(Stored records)
____________________

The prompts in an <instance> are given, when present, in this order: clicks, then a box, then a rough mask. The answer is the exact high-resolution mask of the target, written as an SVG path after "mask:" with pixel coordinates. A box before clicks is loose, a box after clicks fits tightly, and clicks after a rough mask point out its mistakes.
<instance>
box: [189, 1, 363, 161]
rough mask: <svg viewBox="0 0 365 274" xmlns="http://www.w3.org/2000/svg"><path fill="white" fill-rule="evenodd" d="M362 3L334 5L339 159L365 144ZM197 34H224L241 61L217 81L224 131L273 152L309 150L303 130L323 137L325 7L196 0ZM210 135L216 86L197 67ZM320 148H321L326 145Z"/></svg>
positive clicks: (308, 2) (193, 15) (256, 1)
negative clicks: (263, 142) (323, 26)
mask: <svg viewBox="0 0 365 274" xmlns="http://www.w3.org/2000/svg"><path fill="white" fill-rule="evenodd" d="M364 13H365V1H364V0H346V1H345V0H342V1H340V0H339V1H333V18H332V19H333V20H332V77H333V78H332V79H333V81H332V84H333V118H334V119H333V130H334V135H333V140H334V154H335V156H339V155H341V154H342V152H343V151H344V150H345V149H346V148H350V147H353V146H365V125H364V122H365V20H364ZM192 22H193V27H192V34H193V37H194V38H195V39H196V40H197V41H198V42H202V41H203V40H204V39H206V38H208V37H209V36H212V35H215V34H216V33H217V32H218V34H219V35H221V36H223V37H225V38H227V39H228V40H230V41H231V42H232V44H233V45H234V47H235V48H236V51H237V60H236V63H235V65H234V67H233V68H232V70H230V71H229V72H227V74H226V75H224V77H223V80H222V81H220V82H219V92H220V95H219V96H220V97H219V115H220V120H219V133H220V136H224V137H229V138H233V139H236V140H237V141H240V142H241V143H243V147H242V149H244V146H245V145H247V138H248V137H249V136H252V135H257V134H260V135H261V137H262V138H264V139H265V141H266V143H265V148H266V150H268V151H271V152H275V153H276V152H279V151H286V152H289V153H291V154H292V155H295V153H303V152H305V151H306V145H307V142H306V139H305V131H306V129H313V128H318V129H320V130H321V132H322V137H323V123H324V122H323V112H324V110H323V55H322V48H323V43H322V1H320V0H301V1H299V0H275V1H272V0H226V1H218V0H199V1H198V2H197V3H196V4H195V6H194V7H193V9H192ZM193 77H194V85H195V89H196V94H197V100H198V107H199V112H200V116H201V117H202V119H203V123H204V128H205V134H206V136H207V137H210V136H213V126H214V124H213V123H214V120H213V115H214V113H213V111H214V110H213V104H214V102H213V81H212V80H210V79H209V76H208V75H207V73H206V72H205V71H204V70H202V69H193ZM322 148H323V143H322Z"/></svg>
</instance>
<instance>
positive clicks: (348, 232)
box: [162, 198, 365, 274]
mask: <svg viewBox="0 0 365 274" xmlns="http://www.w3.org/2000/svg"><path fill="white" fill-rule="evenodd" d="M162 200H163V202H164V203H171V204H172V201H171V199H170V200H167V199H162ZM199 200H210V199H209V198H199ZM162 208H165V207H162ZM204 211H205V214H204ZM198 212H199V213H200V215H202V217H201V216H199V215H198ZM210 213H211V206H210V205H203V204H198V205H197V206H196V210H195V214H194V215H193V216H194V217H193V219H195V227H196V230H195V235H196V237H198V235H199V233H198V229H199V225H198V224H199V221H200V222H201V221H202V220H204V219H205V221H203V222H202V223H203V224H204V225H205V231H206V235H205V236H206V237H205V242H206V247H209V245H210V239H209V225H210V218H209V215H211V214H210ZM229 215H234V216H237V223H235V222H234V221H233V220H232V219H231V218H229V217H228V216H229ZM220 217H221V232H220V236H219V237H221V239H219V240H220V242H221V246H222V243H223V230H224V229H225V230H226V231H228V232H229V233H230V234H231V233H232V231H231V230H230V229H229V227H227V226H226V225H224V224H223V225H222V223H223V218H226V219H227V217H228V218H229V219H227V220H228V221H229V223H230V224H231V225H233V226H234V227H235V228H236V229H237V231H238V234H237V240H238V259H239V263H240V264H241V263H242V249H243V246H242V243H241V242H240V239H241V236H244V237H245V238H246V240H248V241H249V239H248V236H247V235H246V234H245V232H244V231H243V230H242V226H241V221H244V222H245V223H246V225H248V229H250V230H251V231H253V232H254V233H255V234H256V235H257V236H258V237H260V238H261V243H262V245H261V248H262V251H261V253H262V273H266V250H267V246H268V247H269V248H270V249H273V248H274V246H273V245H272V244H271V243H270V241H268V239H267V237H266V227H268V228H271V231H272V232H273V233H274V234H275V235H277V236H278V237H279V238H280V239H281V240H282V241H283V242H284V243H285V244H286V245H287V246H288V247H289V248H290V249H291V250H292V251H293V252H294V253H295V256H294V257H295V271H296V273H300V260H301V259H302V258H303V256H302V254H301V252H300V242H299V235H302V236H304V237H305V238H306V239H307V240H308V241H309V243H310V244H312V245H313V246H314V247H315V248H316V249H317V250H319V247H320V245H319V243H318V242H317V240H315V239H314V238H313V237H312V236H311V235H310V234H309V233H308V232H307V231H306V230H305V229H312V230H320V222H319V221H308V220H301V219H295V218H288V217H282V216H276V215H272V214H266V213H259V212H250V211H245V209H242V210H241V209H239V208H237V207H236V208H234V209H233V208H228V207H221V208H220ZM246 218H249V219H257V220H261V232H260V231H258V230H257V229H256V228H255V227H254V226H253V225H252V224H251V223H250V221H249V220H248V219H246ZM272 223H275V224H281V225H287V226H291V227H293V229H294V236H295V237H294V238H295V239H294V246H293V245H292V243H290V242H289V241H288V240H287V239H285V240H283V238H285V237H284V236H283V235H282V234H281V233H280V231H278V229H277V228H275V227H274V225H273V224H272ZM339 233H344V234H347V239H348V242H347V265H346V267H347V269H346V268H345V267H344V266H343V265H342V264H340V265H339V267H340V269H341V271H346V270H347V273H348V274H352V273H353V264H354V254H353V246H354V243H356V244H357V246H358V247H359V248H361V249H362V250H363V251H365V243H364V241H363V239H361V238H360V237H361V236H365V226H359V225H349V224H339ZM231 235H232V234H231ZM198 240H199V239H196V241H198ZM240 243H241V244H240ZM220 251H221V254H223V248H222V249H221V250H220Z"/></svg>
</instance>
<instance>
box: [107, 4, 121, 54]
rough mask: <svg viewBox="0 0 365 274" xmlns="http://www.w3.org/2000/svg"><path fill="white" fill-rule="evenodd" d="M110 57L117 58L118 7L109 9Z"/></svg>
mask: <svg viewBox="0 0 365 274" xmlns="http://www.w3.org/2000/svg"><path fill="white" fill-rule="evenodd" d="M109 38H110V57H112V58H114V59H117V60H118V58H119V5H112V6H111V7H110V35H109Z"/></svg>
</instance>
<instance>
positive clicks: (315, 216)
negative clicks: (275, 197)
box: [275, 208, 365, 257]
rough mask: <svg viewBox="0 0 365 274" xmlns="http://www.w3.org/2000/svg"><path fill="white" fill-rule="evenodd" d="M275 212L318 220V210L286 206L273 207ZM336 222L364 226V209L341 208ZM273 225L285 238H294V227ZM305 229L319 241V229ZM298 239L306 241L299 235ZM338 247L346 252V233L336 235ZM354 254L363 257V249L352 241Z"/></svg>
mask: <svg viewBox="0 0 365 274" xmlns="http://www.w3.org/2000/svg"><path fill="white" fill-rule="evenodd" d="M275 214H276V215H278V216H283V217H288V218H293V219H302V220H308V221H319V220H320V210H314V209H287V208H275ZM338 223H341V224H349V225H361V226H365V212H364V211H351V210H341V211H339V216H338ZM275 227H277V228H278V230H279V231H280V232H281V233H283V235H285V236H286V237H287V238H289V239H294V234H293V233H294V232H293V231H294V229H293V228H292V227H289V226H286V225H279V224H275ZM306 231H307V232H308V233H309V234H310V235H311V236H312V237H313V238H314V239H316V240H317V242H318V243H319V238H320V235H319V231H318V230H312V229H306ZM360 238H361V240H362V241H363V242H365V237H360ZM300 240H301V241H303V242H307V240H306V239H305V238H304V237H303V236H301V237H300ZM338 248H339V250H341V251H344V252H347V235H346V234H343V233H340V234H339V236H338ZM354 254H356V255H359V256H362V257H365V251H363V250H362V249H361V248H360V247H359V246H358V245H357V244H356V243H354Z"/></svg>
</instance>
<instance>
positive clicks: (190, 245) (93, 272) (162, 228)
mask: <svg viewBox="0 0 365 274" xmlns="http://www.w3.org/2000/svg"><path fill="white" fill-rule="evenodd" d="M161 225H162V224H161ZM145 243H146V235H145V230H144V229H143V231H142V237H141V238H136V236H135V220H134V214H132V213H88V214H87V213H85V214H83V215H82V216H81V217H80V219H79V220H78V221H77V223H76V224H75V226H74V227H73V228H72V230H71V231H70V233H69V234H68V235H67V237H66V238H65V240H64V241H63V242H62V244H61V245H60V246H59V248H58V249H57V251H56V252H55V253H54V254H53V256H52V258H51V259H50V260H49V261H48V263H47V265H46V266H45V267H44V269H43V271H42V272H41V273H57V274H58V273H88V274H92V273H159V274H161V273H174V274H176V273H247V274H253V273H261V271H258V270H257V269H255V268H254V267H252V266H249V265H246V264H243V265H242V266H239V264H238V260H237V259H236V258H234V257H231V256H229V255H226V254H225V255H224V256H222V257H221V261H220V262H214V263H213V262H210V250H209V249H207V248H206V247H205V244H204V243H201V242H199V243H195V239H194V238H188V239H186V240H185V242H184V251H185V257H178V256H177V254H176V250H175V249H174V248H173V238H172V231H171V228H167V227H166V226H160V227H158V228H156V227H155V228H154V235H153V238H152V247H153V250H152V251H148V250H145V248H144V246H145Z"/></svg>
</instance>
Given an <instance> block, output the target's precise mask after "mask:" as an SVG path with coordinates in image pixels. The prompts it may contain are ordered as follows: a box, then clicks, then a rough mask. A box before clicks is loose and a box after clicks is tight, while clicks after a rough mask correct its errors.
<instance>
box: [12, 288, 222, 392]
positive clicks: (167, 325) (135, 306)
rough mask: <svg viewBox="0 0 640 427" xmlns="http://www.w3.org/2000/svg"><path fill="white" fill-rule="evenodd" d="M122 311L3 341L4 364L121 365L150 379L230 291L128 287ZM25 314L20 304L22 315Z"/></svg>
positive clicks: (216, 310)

____________________

Gather every row above that contains the string "positive", matching case exactly.

> **Solution to the problem**:
positive clicks: (308, 2) (193, 15) (256, 1)
positive clicks: (348, 232)
positive clicks: (315, 216)
positive clicks: (190, 245) (93, 272) (162, 228)
positive clicks: (167, 325) (135, 306)
positive clicks: (216, 310)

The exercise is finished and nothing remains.